■ **Excerpts of location labeling data**:

▼

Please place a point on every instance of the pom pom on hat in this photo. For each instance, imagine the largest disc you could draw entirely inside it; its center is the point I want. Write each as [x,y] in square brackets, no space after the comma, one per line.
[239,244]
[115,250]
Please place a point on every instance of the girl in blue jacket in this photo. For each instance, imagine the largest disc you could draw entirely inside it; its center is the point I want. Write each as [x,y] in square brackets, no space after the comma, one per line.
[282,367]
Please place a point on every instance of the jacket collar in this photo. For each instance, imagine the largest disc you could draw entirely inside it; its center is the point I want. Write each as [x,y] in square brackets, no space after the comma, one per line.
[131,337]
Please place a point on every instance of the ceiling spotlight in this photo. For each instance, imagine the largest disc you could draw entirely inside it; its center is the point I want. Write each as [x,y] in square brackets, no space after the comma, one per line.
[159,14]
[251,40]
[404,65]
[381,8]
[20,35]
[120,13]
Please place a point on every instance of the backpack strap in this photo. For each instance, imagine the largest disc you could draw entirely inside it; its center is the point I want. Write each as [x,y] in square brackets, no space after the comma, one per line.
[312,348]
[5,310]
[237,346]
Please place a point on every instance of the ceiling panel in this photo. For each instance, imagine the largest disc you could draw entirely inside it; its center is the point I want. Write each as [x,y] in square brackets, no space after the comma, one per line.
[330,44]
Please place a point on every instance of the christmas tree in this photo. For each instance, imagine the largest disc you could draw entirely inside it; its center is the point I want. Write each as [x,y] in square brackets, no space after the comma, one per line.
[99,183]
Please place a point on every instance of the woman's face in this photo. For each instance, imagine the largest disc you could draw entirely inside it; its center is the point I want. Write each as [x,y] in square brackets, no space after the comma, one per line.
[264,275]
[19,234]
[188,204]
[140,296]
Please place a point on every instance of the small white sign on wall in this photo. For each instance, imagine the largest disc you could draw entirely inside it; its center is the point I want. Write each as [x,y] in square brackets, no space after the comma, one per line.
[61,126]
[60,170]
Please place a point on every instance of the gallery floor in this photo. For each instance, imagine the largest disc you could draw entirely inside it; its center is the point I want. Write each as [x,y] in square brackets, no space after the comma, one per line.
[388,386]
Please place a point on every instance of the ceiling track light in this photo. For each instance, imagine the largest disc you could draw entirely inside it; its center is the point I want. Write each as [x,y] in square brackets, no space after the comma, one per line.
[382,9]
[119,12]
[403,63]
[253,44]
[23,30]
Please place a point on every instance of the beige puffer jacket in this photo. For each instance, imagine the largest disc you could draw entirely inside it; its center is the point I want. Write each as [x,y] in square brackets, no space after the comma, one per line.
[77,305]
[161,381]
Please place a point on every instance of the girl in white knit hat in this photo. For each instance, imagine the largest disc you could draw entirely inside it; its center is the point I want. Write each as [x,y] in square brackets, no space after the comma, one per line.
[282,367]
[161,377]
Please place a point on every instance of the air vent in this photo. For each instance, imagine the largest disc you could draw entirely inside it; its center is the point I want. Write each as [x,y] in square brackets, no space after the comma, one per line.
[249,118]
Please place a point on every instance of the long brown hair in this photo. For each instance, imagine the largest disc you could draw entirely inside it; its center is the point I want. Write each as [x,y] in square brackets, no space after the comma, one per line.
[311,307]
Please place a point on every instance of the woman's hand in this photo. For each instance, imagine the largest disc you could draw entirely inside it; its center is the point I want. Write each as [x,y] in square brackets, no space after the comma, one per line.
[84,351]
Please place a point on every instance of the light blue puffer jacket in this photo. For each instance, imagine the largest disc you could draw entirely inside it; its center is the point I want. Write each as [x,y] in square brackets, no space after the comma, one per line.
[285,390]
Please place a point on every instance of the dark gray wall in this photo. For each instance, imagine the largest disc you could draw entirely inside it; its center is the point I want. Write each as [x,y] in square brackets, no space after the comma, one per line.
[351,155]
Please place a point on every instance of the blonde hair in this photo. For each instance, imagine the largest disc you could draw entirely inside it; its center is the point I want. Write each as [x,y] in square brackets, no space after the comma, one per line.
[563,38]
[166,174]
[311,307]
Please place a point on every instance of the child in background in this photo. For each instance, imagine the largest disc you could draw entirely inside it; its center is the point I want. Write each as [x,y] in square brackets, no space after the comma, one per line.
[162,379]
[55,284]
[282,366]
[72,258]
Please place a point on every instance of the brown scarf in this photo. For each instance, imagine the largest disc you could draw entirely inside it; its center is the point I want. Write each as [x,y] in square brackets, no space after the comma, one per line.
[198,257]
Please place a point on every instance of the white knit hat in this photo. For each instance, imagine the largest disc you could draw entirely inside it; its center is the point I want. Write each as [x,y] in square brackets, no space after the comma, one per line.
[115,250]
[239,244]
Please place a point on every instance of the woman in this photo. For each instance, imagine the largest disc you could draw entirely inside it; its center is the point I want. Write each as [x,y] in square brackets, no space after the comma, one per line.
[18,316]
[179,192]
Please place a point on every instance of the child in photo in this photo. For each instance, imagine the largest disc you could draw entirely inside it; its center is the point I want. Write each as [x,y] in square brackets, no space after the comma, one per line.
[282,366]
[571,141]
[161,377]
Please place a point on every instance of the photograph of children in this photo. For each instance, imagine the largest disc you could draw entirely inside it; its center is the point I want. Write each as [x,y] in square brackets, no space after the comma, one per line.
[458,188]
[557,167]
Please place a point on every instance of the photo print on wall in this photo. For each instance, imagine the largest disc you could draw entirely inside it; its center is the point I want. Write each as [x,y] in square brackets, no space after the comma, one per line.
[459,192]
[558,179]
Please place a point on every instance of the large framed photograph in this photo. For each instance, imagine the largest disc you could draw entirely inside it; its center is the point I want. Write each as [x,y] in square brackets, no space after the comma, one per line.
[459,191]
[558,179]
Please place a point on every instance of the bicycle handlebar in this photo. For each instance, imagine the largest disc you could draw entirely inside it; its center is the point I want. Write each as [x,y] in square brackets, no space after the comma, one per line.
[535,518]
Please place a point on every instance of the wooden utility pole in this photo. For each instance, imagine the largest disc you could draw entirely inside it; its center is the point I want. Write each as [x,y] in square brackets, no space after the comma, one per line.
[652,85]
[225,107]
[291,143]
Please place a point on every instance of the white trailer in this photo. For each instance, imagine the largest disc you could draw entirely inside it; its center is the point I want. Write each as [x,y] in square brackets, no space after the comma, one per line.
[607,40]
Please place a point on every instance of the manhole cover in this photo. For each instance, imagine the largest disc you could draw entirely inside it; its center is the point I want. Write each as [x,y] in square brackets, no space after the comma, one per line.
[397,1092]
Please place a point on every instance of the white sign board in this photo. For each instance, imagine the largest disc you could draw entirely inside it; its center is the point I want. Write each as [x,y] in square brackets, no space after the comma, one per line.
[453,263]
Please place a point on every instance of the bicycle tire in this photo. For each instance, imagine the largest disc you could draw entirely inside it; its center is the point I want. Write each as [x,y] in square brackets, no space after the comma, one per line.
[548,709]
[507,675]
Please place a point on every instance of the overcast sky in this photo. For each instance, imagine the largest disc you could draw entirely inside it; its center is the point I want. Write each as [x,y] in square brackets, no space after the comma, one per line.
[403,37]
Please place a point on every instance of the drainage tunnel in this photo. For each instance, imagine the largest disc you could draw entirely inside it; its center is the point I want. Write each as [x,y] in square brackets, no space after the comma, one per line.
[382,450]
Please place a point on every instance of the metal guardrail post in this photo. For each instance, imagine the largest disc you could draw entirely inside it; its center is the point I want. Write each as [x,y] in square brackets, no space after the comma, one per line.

▲

■ **GIVEN TASK**:
Reproduce only the lines of the records that begin with the line containing "Please place a point on every instance of the drainage" and continue through the end of the records, both included, with the requests reproduced as well. Multiply every coordinate in the answers by 1.5, and round each result to a whole number, rounding halves up.

■ **FINAL RESULT**:
Please place a point on every instance of the drainage tunnel in this photo. For each instance, imagine the largest disc you could draw entirely inside it; its center is the point I want. Write each as [x,y] in square brackets, no space after the comma, one per line.
[573,675]
Please place a point on every instance of the metal guardrail post in this photo. For each instance, imagine the largest disc you could draw entirely inside it; its center is the point I want. Write each as [x,y] in square brackets, no space after the comma, one per line.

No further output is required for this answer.